Work to complete:
Of the lines listed below, return exactly those that run from the line containing "If you could mark the swimming" through the line containing "If you could mark the concrete", both included.

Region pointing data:
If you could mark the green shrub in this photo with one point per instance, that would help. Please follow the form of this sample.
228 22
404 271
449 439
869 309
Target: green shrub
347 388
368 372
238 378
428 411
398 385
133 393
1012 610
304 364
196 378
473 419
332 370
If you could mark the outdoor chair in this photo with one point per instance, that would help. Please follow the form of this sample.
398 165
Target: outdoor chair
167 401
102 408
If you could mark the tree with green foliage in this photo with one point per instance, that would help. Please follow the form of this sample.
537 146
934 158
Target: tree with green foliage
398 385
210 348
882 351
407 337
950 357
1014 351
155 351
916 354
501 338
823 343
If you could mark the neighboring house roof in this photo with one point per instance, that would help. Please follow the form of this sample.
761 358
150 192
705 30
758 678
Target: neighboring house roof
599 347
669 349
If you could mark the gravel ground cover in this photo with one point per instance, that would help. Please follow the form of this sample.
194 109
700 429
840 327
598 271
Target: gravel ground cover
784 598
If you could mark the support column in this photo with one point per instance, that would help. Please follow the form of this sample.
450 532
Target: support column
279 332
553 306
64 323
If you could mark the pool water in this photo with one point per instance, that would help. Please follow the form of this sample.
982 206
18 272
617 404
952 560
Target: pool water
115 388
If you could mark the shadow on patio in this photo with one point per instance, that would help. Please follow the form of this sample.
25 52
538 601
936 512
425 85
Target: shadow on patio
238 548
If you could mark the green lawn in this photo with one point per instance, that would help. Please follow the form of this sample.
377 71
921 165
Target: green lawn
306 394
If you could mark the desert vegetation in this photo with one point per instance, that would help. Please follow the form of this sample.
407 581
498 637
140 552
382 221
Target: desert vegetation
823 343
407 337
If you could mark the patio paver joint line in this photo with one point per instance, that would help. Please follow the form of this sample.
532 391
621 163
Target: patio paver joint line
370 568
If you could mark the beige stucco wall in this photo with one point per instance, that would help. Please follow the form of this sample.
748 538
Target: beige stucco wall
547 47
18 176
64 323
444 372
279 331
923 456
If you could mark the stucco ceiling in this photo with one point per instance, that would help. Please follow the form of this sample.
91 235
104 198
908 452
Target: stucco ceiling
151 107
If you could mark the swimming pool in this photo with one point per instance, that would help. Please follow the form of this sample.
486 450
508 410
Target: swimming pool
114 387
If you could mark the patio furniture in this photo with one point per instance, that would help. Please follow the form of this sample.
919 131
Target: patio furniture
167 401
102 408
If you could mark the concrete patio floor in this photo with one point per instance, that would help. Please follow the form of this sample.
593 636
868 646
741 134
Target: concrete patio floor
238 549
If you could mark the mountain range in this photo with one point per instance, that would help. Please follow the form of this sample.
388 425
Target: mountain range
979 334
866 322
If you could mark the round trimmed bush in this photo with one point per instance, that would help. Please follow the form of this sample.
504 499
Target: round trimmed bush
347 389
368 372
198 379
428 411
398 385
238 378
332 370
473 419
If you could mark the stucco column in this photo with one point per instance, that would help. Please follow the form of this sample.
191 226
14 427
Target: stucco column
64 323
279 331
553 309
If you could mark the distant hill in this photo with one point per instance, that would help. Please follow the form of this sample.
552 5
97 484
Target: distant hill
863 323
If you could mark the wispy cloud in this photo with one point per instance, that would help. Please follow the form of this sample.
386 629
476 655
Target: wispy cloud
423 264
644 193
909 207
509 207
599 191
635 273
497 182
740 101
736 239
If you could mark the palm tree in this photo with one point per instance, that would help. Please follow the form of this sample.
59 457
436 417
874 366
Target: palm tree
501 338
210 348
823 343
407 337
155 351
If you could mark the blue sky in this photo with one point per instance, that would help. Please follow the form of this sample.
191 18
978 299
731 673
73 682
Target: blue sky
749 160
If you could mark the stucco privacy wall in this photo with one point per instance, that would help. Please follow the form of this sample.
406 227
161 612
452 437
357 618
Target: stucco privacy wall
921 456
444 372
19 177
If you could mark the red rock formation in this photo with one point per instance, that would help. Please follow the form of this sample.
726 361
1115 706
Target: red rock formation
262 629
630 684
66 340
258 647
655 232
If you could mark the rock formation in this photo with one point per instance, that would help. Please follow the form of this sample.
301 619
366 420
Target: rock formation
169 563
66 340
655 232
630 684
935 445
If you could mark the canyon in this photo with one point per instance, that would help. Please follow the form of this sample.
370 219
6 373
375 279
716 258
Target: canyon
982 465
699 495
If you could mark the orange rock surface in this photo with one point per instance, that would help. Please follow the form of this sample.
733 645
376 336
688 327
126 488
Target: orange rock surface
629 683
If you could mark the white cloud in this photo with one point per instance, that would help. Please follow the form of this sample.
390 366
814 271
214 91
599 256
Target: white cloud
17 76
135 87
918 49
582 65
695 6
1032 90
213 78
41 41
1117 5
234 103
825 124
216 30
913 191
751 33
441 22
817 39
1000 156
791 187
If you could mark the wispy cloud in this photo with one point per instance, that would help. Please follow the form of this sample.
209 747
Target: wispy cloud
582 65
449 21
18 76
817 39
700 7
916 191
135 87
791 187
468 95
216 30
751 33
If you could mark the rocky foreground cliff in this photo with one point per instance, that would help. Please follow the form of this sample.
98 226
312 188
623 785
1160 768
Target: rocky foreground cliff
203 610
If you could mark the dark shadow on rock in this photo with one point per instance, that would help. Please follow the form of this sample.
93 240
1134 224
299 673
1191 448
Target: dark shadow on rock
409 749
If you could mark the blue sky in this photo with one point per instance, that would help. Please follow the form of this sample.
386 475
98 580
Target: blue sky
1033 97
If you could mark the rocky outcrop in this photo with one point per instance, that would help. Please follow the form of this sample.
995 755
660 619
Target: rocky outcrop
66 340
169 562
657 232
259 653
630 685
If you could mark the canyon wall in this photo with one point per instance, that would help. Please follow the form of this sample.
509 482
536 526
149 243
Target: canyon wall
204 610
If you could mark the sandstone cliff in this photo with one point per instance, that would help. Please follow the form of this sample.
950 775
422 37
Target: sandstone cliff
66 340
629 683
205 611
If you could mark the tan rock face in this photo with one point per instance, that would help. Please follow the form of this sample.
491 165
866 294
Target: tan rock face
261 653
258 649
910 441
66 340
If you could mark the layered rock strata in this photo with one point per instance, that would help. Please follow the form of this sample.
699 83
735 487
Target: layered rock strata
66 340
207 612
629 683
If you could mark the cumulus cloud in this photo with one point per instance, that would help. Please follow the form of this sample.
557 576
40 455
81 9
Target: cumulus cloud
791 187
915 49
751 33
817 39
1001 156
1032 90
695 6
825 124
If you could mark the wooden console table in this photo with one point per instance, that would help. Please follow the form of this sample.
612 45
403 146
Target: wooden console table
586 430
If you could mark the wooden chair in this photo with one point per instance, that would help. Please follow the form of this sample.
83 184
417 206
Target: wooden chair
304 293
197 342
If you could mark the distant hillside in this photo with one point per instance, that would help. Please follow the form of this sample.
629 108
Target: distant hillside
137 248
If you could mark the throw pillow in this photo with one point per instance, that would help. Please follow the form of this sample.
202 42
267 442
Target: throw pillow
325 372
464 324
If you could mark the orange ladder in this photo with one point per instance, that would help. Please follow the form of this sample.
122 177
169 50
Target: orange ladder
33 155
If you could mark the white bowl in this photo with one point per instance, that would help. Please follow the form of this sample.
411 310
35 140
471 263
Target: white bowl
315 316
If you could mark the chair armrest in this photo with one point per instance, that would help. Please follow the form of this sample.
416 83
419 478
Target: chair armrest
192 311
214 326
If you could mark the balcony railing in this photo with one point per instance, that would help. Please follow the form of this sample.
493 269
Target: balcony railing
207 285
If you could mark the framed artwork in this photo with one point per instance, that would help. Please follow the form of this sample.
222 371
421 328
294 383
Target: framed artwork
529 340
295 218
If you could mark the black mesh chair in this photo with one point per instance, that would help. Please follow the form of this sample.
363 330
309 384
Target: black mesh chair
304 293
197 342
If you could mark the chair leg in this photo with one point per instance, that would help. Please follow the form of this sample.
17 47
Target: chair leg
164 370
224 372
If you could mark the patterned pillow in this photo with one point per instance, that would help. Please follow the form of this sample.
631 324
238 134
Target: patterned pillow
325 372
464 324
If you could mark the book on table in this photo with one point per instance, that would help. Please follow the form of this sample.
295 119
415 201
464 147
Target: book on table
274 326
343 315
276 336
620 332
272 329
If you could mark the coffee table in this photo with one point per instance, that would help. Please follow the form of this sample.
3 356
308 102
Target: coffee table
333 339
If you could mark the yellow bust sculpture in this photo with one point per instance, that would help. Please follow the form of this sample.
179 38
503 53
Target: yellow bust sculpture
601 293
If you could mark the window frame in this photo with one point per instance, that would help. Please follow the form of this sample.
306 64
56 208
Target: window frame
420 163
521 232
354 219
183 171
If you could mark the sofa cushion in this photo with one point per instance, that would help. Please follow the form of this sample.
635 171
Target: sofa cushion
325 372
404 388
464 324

Output:
If you could mark the swimming pool in this photo with one point per instance, that would help. Please follow the form of this sample.
486 450
508 410
Target: swimming pool
114 387
If you could mark the patio furniture in this photo with one point per instance, that would help. Please follow the form of this sample.
919 131
Target: patio furniture
167 401
102 408
If you could mark the concrete patio floor in this photo with one point per instance, that would help. Please follow the form of this sample.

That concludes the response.